____ Data rows
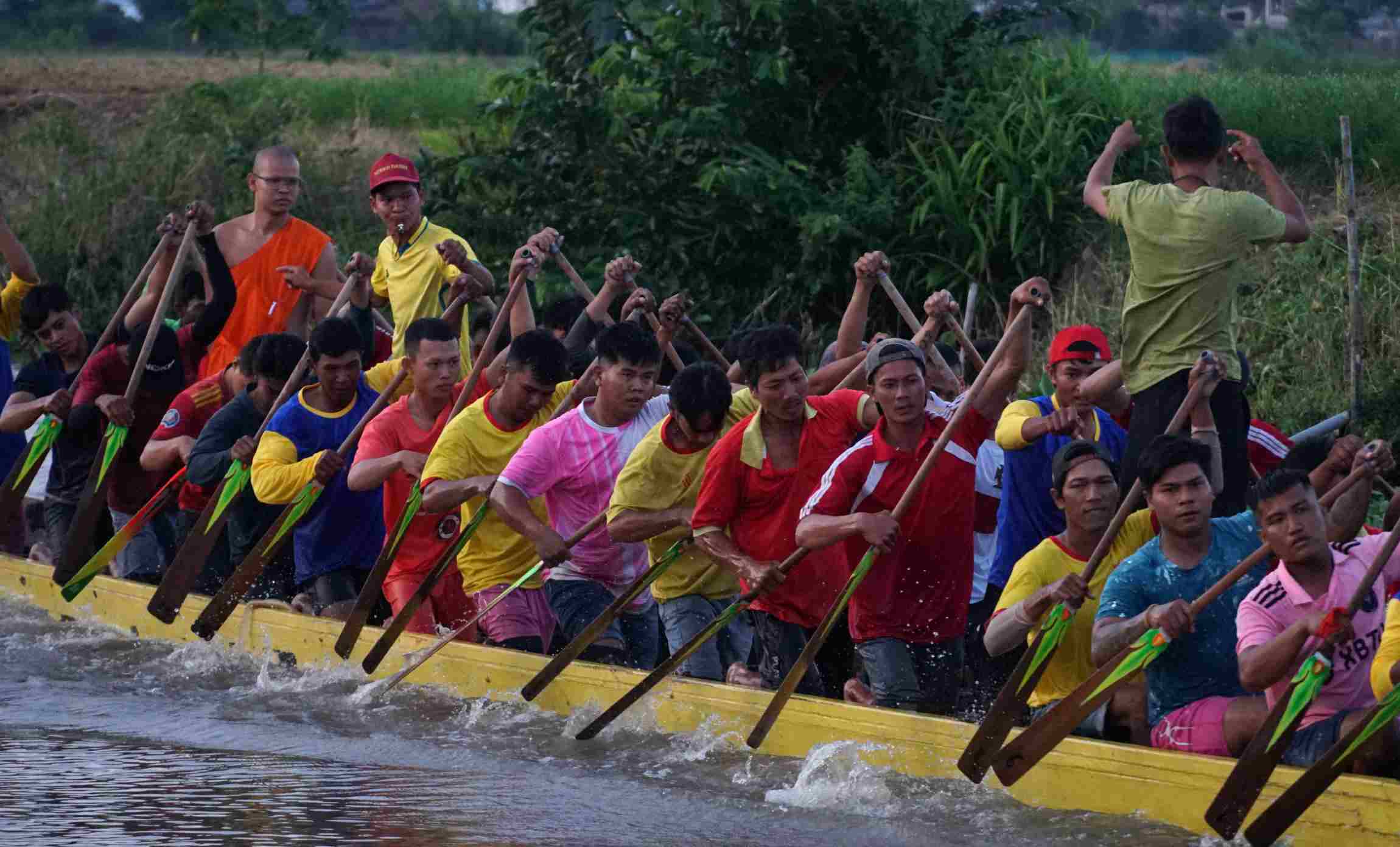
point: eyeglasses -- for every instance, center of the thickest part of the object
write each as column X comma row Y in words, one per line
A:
column 295, row 183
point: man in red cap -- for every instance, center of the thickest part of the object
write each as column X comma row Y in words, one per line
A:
column 1031, row 432
column 421, row 268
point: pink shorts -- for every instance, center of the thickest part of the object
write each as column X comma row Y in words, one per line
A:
column 447, row 605
column 523, row 614
column 1195, row 728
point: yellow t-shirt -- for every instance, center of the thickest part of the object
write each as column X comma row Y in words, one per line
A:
column 415, row 283
column 1046, row 563
column 474, row 444
column 657, row 478
column 1181, row 297
column 1388, row 654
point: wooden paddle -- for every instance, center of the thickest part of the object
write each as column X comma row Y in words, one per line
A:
column 1251, row 773
column 370, row 592
column 581, row 287
column 591, row 632
column 569, row 542
column 1011, row 702
column 449, row 559
column 241, row 580
column 916, row 325
column 906, row 502
column 183, row 573
column 1275, row 821
column 114, row 437
column 681, row 656
column 1042, row 737
column 122, row 536
column 23, row 472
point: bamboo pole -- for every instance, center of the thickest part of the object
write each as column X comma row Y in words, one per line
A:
column 1354, row 331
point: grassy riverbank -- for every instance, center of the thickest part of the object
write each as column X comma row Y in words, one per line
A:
column 100, row 146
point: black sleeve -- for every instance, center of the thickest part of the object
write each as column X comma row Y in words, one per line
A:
column 581, row 334
column 216, row 311
column 209, row 458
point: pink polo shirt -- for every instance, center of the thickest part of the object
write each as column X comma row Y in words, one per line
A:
column 1279, row 601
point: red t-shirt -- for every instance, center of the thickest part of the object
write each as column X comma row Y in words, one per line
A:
column 919, row 592
column 188, row 413
column 758, row 504
column 107, row 373
column 427, row 534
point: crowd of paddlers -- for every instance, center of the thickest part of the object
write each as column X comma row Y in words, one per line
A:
column 1130, row 556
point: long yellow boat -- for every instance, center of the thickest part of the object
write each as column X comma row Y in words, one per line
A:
column 1080, row 775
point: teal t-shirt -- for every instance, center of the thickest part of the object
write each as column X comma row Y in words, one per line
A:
column 1202, row 664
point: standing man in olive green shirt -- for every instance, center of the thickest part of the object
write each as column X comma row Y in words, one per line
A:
column 1186, row 239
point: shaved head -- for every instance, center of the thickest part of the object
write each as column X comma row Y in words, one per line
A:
column 279, row 155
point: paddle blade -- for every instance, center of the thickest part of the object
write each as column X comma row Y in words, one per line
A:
column 121, row 538
column 661, row 672
column 1055, row 628
column 40, row 447
column 1309, row 680
column 1146, row 650
column 236, row 479
column 306, row 499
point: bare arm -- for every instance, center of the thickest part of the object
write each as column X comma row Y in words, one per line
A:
column 637, row 525
column 170, row 452
column 1101, row 174
column 1004, row 377
column 446, row 494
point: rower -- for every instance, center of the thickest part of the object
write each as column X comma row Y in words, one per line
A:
column 229, row 436
column 337, row 542
column 758, row 478
column 276, row 258
column 170, row 368
column 654, row 500
column 909, row 616
column 573, row 464
column 421, row 266
column 395, row 447
column 1186, row 240
column 1196, row 702
column 170, row 444
column 44, row 387
column 1280, row 620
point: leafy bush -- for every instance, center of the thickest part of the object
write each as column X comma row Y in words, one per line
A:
column 755, row 150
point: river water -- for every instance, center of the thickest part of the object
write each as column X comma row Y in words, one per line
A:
column 110, row 740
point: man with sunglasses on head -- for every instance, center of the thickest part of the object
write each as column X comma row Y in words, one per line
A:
column 276, row 261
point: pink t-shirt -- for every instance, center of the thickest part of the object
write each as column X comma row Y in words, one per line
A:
column 1279, row 601
column 573, row 462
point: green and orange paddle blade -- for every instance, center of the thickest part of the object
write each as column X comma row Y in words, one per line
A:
column 118, row 542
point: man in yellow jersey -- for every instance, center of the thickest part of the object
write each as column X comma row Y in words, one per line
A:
column 1083, row 479
column 474, row 448
column 421, row 268
column 653, row 500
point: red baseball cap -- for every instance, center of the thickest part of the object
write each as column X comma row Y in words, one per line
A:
column 1084, row 342
column 393, row 167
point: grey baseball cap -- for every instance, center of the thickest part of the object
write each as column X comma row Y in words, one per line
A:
column 892, row 350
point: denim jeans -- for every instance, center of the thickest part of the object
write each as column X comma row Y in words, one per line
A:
column 685, row 616
column 577, row 602
column 150, row 550
column 913, row 677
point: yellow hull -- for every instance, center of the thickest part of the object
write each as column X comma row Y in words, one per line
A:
column 1080, row 775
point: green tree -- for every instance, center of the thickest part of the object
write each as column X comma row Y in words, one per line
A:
column 749, row 149
column 269, row 26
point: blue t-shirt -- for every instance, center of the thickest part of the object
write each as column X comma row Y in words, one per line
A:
column 343, row 530
column 1027, row 516
column 1200, row 664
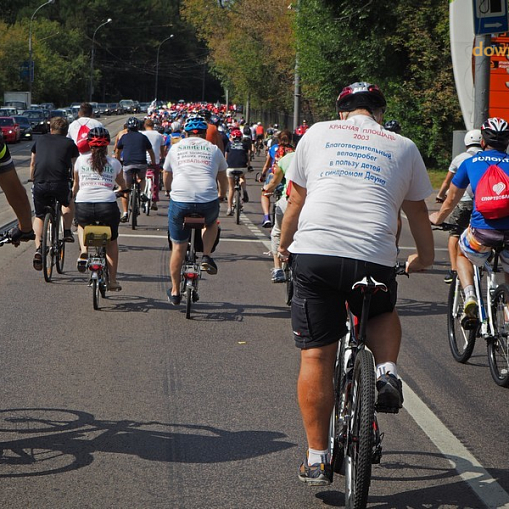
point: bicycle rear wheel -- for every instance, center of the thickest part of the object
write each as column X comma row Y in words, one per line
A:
column 237, row 205
column 133, row 207
column 189, row 301
column 48, row 239
column 498, row 346
column 95, row 293
column 60, row 244
column 461, row 341
column 360, row 432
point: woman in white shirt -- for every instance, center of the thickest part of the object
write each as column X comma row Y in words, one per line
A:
column 95, row 175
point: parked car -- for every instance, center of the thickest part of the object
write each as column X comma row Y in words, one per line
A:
column 128, row 105
column 10, row 129
column 144, row 107
column 24, row 127
column 38, row 121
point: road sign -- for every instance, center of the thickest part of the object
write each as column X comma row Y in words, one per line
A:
column 490, row 17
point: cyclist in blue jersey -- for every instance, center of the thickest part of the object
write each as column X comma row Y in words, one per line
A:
column 477, row 241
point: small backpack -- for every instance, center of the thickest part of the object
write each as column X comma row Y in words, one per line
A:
column 492, row 193
column 82, row 139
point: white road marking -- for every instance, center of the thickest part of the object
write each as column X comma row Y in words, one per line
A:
column 467, row 466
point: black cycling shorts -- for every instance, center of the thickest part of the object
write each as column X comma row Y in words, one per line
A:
column 44, row 193
column 104, row 213
column 322, row 285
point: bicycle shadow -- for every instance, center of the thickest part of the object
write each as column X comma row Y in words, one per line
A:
column 44, row 451
column 423, row 467
column 230, row 312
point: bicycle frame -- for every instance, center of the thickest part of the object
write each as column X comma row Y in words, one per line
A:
column 486, row 327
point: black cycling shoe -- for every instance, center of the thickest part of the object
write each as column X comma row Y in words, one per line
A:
column 208, row 265
column 17, row 236
column 390, row 394
column 319, row 474
column 174, row 299
column 68, row 236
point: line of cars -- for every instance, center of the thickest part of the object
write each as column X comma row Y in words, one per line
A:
column 16, row 126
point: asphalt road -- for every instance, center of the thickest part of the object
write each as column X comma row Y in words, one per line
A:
column 133, row 406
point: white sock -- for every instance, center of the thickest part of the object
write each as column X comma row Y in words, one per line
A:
column 315, row 456
column 386, row 368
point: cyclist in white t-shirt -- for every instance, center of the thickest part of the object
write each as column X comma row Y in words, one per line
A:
column 349, row 179
column 95, row 176
column 159, row 148
column 192, row 170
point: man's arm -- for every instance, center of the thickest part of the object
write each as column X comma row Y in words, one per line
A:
column 17, row 198
column 291, row 217
column 276, row 180
column 445, row 186
column 453, row 197
column 420, row 227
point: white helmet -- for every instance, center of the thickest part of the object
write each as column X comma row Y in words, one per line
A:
column 473, row 137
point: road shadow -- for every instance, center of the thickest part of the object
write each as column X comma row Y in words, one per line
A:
column 423, row 468
column 45, row 441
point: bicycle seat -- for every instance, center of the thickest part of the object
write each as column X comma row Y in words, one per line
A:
column 194, row 221
column 369, row 282
column 96, row 235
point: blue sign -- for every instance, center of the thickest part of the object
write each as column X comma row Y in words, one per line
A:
column 490, row 17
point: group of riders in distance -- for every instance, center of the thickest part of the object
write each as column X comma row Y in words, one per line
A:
column 338, row 189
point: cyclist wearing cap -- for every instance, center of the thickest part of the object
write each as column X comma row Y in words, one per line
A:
column 340, row 225
column 462, row 212
column 482, row 234
column 16, row 196
column 95, row 175
column 237, row 157
column 191, row 169
column 134, row 148
column 53, row 156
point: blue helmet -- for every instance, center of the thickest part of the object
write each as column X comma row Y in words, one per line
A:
column 133, row 124
column 195, row 125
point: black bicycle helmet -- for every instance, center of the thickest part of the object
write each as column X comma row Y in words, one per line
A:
column 392, row 125
column 98, row 137
column 133, row 124
column 495, row 133
column 360, row 95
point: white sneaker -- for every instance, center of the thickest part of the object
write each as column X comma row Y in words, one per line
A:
column 278, row 275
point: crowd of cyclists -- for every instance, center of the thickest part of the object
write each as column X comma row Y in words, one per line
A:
column 356, row 161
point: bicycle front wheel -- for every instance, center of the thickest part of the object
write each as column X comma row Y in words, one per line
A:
column 237, row 206
column 498, row 345
column 48, row 238
column 360, row 432
column 189, row 301
column 134, row 210
column 60, row 244
column 461, row 341
column 95, row 293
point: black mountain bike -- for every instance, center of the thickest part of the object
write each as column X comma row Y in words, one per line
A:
column 52, row 241
column 191, row 269
column 355, row 440
column 237, row 196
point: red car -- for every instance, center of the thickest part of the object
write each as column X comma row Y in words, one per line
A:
column 10, row 129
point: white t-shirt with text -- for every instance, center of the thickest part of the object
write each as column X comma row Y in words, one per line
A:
column 357, row 176
column 195, row 163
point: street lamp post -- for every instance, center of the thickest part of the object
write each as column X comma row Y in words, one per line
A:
column 92, row 59
column 30, row 54
column 157, row 63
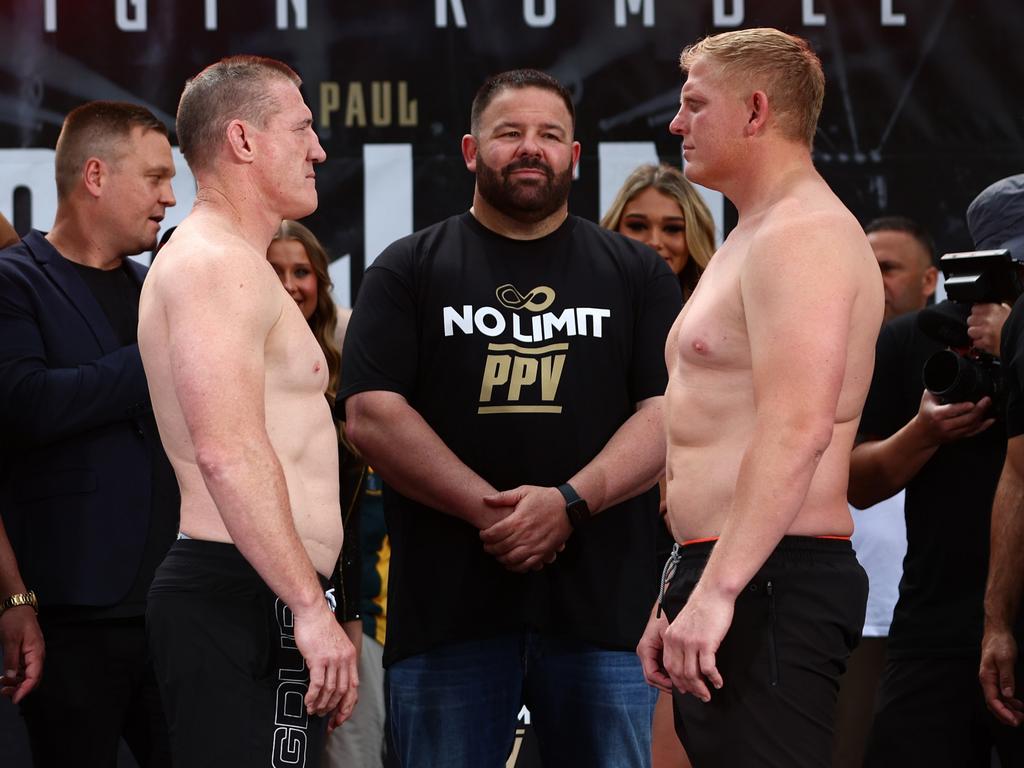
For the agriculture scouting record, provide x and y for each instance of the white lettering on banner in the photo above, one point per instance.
(440, 12)
(891, 17)
(387, 193)
(32, 169)
(725, 13)
(732, 18)
(127, 24)
(50, 15)
(635, 7)
(299, 6)
(811, 17)
(532, 18)
(382, 107)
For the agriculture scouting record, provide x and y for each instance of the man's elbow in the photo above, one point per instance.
(364, 414)
(216, 461)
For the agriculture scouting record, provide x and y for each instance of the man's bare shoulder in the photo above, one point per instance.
(209, 265)
(814, 231)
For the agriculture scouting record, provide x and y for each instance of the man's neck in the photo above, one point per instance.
(769, 176)
(512, 228)
(75, 244)
(233, 207)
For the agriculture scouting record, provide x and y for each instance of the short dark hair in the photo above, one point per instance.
(233, 88)
(907, 225)
(516, 79)
(97, 129)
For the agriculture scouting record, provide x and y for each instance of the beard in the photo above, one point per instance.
(527, 201)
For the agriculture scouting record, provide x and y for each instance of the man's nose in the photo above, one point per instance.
(167, 195)
(317, 155)
(677, 126)
(654, 239)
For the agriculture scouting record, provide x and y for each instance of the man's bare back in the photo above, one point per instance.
(298, 423)
(808, 254)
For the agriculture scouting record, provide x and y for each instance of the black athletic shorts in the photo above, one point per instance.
(794, 628)
(230, 677)
(931, 713)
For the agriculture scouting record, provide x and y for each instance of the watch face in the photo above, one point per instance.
(578, 512)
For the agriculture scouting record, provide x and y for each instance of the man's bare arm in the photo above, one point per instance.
(217, 328)
(1005, 590)
(880, 468)
(629, 464)
(409, 455)
(20, 637)
(799, 286)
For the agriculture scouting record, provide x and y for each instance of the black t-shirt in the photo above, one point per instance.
(948, 506)
(118, 293)
(524, 357)
(1012, 354)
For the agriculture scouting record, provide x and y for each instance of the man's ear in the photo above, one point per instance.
(759, 110)
(240, 140)
(469, 150)
(94, 175)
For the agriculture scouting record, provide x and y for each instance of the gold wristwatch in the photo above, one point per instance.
(22, 598)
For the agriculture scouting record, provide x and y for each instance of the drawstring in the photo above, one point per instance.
(667, 572)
________
| Instructions for the task |
Reproduce the data above from its start through the line containing "column 1388, row 654", including that line, and omit the pictures.

| Expected answer |
point: eyeglasses -- for every instance, center of the thickest part of the object
write each as column X comma row Y in words, one per line
A:
column 295, row 183
point: man in red cap -- for every instance, center of the thickest part of the object
write each as column X comma row Y in words, one per line
A:
column 1031, row 432
column 421, row 268
point: pink shorts -- for every instance, center of the thickest part of the object
write each as column X comma row Y in words, one per line
A:
column 447, row 605
column 523, row 614
column 1195, row 728
point: yellow t-shirt -- for every instance, center of the thickest part of the object
write each as column X comma row Y in words, one per line
A:
column 415, row 283
column 1046, row 563
column 474, row 444
column 657, row 478
column 1181, row 297
column 1388, row 654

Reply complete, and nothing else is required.